■ РАЗДЕЛ ТЕКСТА ■
┌──
Вечером 25 апреля Москва сообщила о том, что передовые подразделения 58-й и 97-й гвардейских дивизий 5-й гвардейской армии 1-го Украинского фронта вышли на Эльбу в районе Торгау. Здесь части 58-й гвардейской дивизии генерала В. В. Русакова встретились с патрулями 69-й пехотной дивизии 1-й американской армии. Фронт немецко-фашистских войск был нарушен. Немецкие армии, находившиеся в Северной и Южной Германии, оказались отрезанными друг от друга.
Мы, в свою очередь, тоже неплохо отметили этот день. Успешно развивались события к югу от канала Берлинер-Шпандауэр-Шиффарст, где наступал 79-й стрелковый корпус С. Н. Переверткина. Наиболее активно действовала его 207-я дивизия, которая продвинулась на два километра и вышла на рубеж Кенигсдамм, гавань Вестховен. 171-я дивизия тоже переправилась через канал, чтобы наступать на правом фланге корпуса. 150-я дивизия, нацеленная вдоль канала на восток, встретила сильное огневое сопротивление и успеха не имела.
Части 12-го гвардейского корпуса за день продвинулись незначительно. Положение 7-го стрелкового корпуса осталось без изменений. Таковы были общие итоги действий войск 3-й ударной армии за 25 апреля. И опять, как всегда, вечером я готовил телеграммы командирам корпусов. Ставились задачи на следующий день.
79-й стрелковый корпус должен был овладеть районом Моабит с выходом на реку Шпрее. 12-му гвардейскому корпусу приказывалось двигаться в южном и юго-восточном направлениях, чтобы овладеть районом Северного и Штеттинского вокзалов, и тоже достичь реки Шпрее. 7-й стрелковый корпус продолжал наступать к центру Берлина с северо-востока.
3
Войска 3-й ударной вышли к центральному оборонительному сектору Берлина. Здесь бои достигли высшего напряжения: фашистские фанатики защищали жизненно важные объекты рейха, и в первую очередь — имперскую канцелярию, в бункерах которой находился Гитлер со своими ближайшими соратниками. [267]
С севера, откуда наступала ваша армия, центральный сектор прикрывала река Шпрее. С юга — Ландвер-канал. Почти все мосты были взорваны. Не знаю, по каким соображениям немцы оставили только мост Мольтке. Однако он был защищен с двух сторон противотанковыми препятствиями и простреливался многослойным пулеметным огнем. Подступы к мосту прикрывала артиллерия.
В системе обороны противника в этом районе особо выделялись массивные здания рейхстага и министерства внутренних дел («дом Гиммлера»), превращенные в мощные узлы сопротивления. Сильные укрепления с развитой сетью траншей и ходов сообщения были созданы и в парке Тир-гартен.
└──
■ ОБЯЗАТЕЛЬНЫЕ ЗАДАНИЯ ■
(A) Переведите на английский язык предложение из отрывка о боях за Берлин: «Немецкие армии, находившиеся в Северной и Южной Германии, оказались отрезанными друг от друга».
(B) Воспроизведите без изменений фрагмент отрывка о боях за Берлин: всё, начиная со слов «Вечером 25 апреля» и до слов «друг от друга.».
(C) Допишите продолжение отрывка о боях за Берлин, начав сразу после его последнего предложения.

[Список данных]
┌──
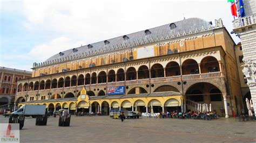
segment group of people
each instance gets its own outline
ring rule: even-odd
[[[165,112],[157,113],[158,118],[171,118],[177,119],[215,119],[217,114],[215,111],[213,112],[199,112],[194,110],[188,112],[173,111],[173,112]]]

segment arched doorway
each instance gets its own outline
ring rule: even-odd
[[[51,81],[51,88],[57,88],[57,81],[56,78],[54,78]]]
[[[220,71],[219,62],[212,56],[204,58],[200,63],[201,73],[217,72]]]
[[[149,107],[149,112],[151,113],[152,111],[154,113],[160,113],[163,111],[163,109],[161,108],[161,103],[157,99],[151,100],[149,102],[147,106]]]
[[[177,62],[171,61],[165,67],[165,76],[180,75],[180,69],[179,65]]]
[[[116,73],[113,69],[110,70],[107,74],[107,82],[116,82]]]
[[[165,102],[164,103],[165,111],[169,112],[173,111],[181,111],[181,104],[179,104],[179,101],[176,99],[170,99]]]
[[[124,69],[122,68],[119,69],[117,72],[117,82],[124,81]]]
[[[77,104],[77,112],[78,113],[89,113],[89,104],[86,101],[82,101]]]
[[[145,102],[142,100],[137,100],[134,102],[134,111],[140,113],[145,113],[146,104]]]
[[[121,108],[126,111],[132,111],[132,104],[129,101],[124,101],[121,104]]]
[[[84,85],[84,75],[81,74],[78,76],[78,81],[77,81],[77,85]]]
[[[64,96],[64,98],[74,98],[74,97],[75,97],[75,95],[73,94],[71,92],[68,92]]]
[[[182,63],[182,74],[197,74],[199,73],[198,63],[193,59],[187,59]]]
[[[130,67],[126,70],[126,81],[137,80],[136,69],[134,67]]]
[[[151,78],[164,77],[164,70],[163,66],[159,63],[156,63],[151,67]]]
[[[146,79],[149,78],[149,68],[143,65],[139,67],[138,69],[138,79]]]
[[[91,77],[91,84],[96,84],[97,83],[97,74],[96,73],[93,73],[92,74]]]
[[[198,103],[211,103],[212,109],[220,116],[225,116],[221,109],[224,109],[223,97],[220,90],[214,85],[207,82],[200,82],[190,86],[186,91],[186,98]],[[187,111],[193,110],[187,106]]]
[[[102,104],[102,115],[109,115],[109,103],[106,101],[104,101]]]

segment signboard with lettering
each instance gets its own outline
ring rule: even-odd
[[[107,95],[123,95],[124,86],[107,87]]]

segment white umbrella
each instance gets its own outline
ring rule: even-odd
[[[212,112],[212,104],[210,103],[210,112]]]
[[[247,98],[245,99],[245,101],[246,102],[246,106],[247,107],[249,116],[252,116],[252,110],[251,109],[251,104],[250,103],[249,100]]]
[[[208,109],[208,105],[207,104],[205,104],[206,105],[206,112],[209,112],[209,109]]]
[[[138,108],[137,106],[137,102],[135,103],[135,112],[138,112]]]

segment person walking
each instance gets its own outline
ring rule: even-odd
[[[121,119],[122,122],[124,121],[124,119],[125,118],[124,115],[124,112],[122,112],[121,114],[120,115],[120,118]]]

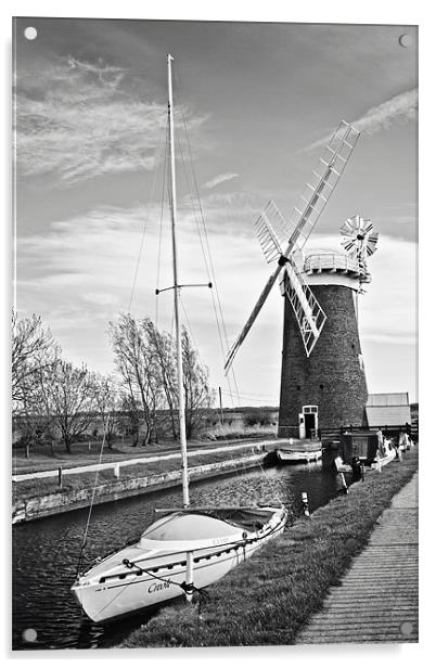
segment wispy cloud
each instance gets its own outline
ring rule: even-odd
[[[361,132],[374,134],[381,130],[388,130],[394,125],[413,120],[416,117],[416,111],[418,88],[414,88],[371,107],[352,125]]]
[[[126,70],[72,56],[18,72],[15,90],[17,174],[51,174],[69,183],[152,169],[165,142],[166,105],[123,86]],[[183,110],[188,130],[204,117]]]
[[[239,174],[234,174],[233,171],[227,171],[226,174],[219,174],[214,179],[210,179],[210,181],[207,181],[207,183],[204,183],[204,188],[208,188],[208,189],[215,188],[216,185],[219,185],[220,183],[225,183],[226,181],[231,181],[232,179],[235,179],[239,176],[240,176]]]
[[[413,88],[394,95],[390,100],[386,100],[376,106],[372,106],[363,116],[352,120],[351,125],[364,134],[375,134],[394,126],[402,125],[408,120],[414,120],[416,118],[416,111],[418,88]],[[326,134],[322,139],[305,146],[303,151],[306,153],[319,149],[325,145],[330,138],[331,134]]]

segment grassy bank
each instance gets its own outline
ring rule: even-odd
[[[213,441],[238,442],[241,439],[273,439],[277,438],[277,429],[271,427],[254,426],[231,428],[228,425],[218,425],[209,429],[197,439],[188,441],[188,450],[198,447],[209,447]],[[53,447],[53,452],[49,446],[35,446],[30,450],[30,457],[24,455],[22,448],[16,448],[12,457],[12,472],[35,473],[37,471],[50,471],[51,468],[73,468],[74,466],[87,466],[88,464],[97,464],[100,459],[100,450],[102,447],[101,440],[90,440],[86,442],[76,442],[72,446],[72,451],[66,452],[65,446],[56,442]],[[110,449],[107,445],[103,448],[102,463],[119,462],[127,459],[136,459],[139,457],[149,457],[151,454],[165,454],[180,449],[179,441],[165,440],[158,444],[150,444],[148,446],[138,445],[136,448],[126,439],[125,441],[116,440]]]
[[[238,451],[216,452],[209,454],[197,454],[189,457],[189,467],[202,466],[203,464],[213,464],[216,462],[225,462],[230,460],[241,459],[253,454],[252,448],[243,448]],[[171,471],[180,471],[181,459],[177,457],[170,460],[150,462],[144,464],[131,464],[119,468],[119,478],[114,476],[113,470],[103,470],[99,472],[97,484],[103,485],[126,478],[141,478],[159,473],[169,473]],[[50,478],[33,478],[12,484],[13,501],[29,499],[50,494],[56,491],[68,491],[77,489],[92,488],[95,484],[95,473],[79,473],[64,475],[62,487],[59,486],[57,477]]]
[[[322,606],[352,557],[366,545],[379,515],[418,470],[418,448],[382,473],[371,472],[348,496],[310,519],[298,519],[277,541],[207,589],[198,604],[162,609],[123,647],[293,644]]]

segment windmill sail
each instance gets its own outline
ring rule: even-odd
[[[341,121],[319,158],[319,165],[317,170],[313,171],[312,179],[306,183],[306,188],[294,209],[292,218],[293,231],[283,254],[286,259],[291,257],[297,242],[303,246],[309,239],[320,214],[344,172],[358,138],[359,131],[356,128],[345,120]],[[225,364],[226,372],[230,369],[234,356],[255,322],[281,270],[282,266],[278,265],[274,272],[268,279],[241,334],[230,348]]]
[[[274,227],[283,230],[286,224],[285,219],[272,201],[268,203],[265,211],[255,222],[256,233],[267,262],[278,260],[283,255]],[[284,265],[281,292],[286,295],[294,309],[306,355],[309,357],[324,325],[325,313],[297,270],[293,255]]]

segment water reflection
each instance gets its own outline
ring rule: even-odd
[[[310,510],[337,494],[341,479],[320,464],[252,470],[197,483],[191,487],[195,505],[248,504],[256,499],[281,499],[290,511],[288,525],[300,513],[302,491]],[[180,490],[163,490],[98,505],[93,510],[85,563],[118,549],[153,522],[155,508],[180,504]],[[73,511],[13,527],[13,647],[108,647],[145,624],[155,611],[100,626],[86,618],[69,588],[75,578],[88,510]],[[23,633],[35,630],[35,642]],[[27,633],[33,638],[34,633]]]

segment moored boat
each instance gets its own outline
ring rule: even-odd
[[[274,506],[172,512],[152,524],[137,543],[95,563],[73,592],[97,622],[192,594],[279,536],[286,515],[284,508]],[[191,591],[187,553],[193,556]]]
[[[80,573],[72,590],[85,613],[98,622],[134,614],[180,595],[190,601],[195,591],[219,580],[261,544],[284,530],[287,511],[283,505],[207,508],[190,505],[184,387],[182,369],[179,291],[177,271],[176,175],[171,61],[168,55],[168,130],[170,153],[170,202],[177,381],[183,506],[159,511],[163,516],[141,538]],[[211,284],[208,284],[210,287]],[[157,291],[158,292],[158,291]],[[157,294],[157,293],[156,293]],[[92,506],[91,506],[92,509]],[[89,515],[90,517],[90,515]]]
[[[306,450],[287,450],[280,448],[275,450],[278,460],[283,464],[308,464],[317,462],[322,457],[322,448],[312,451]]]

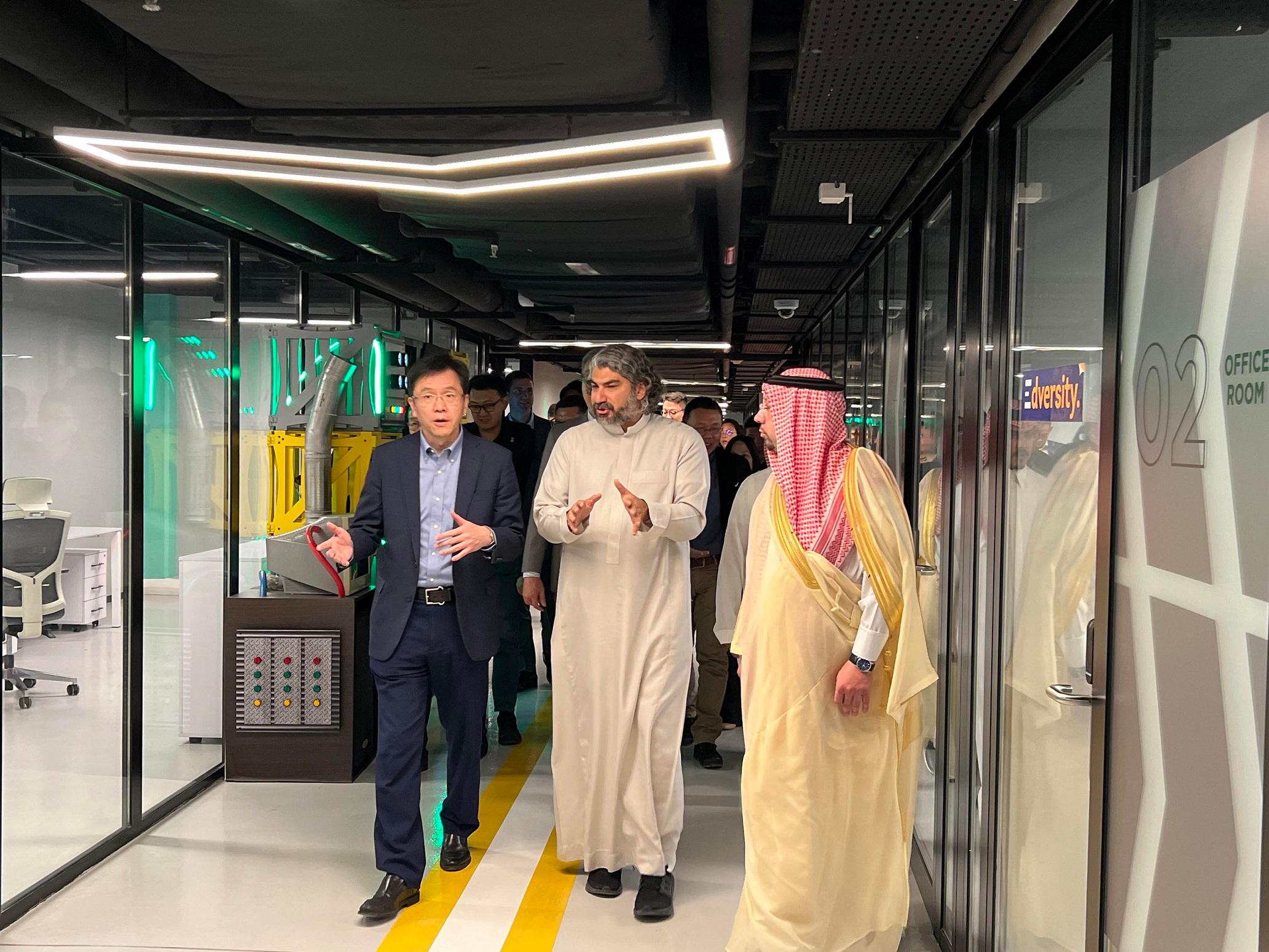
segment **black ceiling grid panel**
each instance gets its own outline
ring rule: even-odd
[[[13,0],[0,5],[10,80],[0,121],[29,136],[33,155],[47,155],[41,137],[55,126],[416,155],[673,126],[716,112],[711,67],[723,51],[712,41],[723,34],[709,29],[711,3],[306,0],[297,15],[283,0],[157,13],[140,0]],[[358,282],[450,312],[515,353],[530,334],[718,339],[732,307],[721,302],[720,222],[727,209],[735,222],[739,175],[735,359],[676,352],[657,366],[681,380],[726,369],[727,393],[747,401],[791,355],[788,338],[832,306],[843,265],[945,141],[939,127],[999,60],[1001,29],[1039,5],[753,0],[749,81],[728,76],[731,107],[746,85],[747,102],[726,187],[706,173],[445,201],[170,173],[114,180],[194,215],[212,209],[221,227],[317,249]],[[788,141],[799,135],[811,141]],[[867,223],[819,204],[819,183],[836,180]],[[778,297],[801,301],[796,319],[774,316]]]
[[[821,206],[817,199],[819,183],[841,182],[854,194],[854,215],[878,218],[930,147],[921,133],[949,133],[940,124],[1024,6],[1027,0],[808,0],[786,131],[821,133],[821,141],[779,143],[768,215],[844,215],[844,206]],[[879,141],[879,131],[914,133],[915,141]],[[841,141],[824,141],[834,138]],[[839,268],[764,267],[753,287],[827,287],[840,279],[868,231],[770,225],[761,244],[764,261],[835,261]],[[831,306],[829,297],[787,297],[802,301],[798,316],[824,316]],[[772,300],[755,294],[754,311],[769,312]],[[754,320],[746,324],[758,326]],[[758,353],[747,343],[744,349]]]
└──
■ ОТВЕТЫ К ЗАДАНИЯМ ■
(A) The German armies located in Northern and Southern Germany found themselves cut off from each other.

(B)
Вечером 25 апреля Москва сообщила о том, что передовые подразделения 58-й и 97-й гвардейских дивизий 5-й гвардейской армии 1-го Украинского фронта вышли на Эльбу в районе Торгау. Здесь части 58-й гвардейской дивизии генерала В. В. Русакова встретились с патрулями 69-й пехотной дивизии 1-й американской армии. Фронт немецко-фашистских войск был нарушен. Немецкие армии, находившиеся в Северной и Южной Германии, оказались отрезанными друг от друга.

(C)
26 апреля наши артиллеристы открыли прицельный огонь непосредственно по рейхстагу. Честь произвести первый залп была доверена лучшему дивизиону 136-й пушечной бригады, прошедшей вместе с армией весь трудный путь от Великих Лук до Берлина. Командовал этим дивизионом майор Д. А. Чепель. А бригаду все три года возглавлял отличный артиллерист полковник А. П. Писарев, удостоенный в боях за Берлин звания Героя Советского Союза.
Как всегда в последнее время, хорошо действовал 79-й стрелковый корпус. Его дивизии вышли на северный берег Фербиндунгс-канала, вклинившись в городской оборонительный обвод. Взаимодействуя с частями 12-го гвардейского танкового корпуса 2-й танковой армии, которая также наступала в южном направлении, 79-й корпус на следующий день завершил прорыв городского обвода на участке от станции Юнгефернхайде до Фербиндунгс-канала.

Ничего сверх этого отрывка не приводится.